# What you are asked to do:
Locate each line in the entries below that contains the word "piano" and copy every such line. The match is case-sensitive.

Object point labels
◆ ◆ ◆ ◆ ◆ ◆ ◆

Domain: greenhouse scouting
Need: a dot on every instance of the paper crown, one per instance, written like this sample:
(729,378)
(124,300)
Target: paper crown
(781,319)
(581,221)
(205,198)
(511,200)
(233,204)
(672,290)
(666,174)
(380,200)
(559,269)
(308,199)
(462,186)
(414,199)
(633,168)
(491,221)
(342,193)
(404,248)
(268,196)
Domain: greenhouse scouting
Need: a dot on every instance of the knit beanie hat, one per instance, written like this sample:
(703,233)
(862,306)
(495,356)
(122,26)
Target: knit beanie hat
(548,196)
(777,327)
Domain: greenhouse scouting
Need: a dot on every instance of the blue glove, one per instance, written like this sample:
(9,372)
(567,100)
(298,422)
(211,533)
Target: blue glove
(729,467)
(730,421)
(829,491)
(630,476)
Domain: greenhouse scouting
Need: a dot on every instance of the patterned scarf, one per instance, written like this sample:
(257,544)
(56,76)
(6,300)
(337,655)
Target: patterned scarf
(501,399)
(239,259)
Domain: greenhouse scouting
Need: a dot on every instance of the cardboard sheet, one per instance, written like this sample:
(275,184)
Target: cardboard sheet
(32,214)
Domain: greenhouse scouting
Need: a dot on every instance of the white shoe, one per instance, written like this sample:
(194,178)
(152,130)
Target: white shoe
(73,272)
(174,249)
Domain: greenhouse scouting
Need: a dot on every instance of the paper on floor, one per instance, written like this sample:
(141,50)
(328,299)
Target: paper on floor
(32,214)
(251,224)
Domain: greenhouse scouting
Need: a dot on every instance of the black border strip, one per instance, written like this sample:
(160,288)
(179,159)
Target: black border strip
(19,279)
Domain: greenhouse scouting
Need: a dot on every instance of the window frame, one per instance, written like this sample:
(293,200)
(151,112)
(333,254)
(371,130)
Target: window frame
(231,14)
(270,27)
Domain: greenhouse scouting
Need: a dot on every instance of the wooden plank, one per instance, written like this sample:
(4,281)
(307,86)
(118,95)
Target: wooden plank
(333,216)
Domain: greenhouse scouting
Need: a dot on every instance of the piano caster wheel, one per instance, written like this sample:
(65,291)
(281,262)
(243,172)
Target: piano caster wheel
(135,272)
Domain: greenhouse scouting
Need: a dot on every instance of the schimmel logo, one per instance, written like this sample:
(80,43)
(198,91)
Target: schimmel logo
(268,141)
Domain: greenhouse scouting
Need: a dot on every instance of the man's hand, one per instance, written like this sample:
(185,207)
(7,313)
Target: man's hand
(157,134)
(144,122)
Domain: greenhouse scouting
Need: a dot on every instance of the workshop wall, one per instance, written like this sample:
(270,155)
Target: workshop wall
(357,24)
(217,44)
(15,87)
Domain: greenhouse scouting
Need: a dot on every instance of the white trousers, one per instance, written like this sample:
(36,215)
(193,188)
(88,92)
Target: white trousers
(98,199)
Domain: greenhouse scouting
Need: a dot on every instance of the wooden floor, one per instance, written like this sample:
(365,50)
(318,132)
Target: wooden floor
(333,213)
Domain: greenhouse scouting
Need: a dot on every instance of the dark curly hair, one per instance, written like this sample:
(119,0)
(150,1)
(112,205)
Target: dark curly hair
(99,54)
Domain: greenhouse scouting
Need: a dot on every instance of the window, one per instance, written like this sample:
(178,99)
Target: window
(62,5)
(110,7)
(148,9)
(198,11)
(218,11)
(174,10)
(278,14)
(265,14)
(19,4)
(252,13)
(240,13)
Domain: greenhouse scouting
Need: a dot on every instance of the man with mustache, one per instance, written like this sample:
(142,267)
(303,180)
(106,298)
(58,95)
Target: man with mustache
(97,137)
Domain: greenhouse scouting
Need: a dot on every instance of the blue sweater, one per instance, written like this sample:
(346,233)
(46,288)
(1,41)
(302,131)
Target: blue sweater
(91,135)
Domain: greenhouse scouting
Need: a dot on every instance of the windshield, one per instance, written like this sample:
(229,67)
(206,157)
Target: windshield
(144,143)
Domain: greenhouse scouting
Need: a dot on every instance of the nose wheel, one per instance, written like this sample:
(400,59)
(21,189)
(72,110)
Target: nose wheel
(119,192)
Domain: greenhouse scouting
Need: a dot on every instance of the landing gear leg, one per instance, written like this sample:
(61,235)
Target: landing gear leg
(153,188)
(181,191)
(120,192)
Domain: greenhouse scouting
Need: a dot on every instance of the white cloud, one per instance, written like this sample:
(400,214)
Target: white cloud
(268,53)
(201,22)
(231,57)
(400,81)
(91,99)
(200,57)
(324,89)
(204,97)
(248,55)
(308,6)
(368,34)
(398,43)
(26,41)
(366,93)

◆ ◆ ◆ ◆ ◆ ◆ ◆

# Reply:
Need: a dot on every instance of the piano caster wheel, one per instance, written like this sample:
Target: piano caster wheel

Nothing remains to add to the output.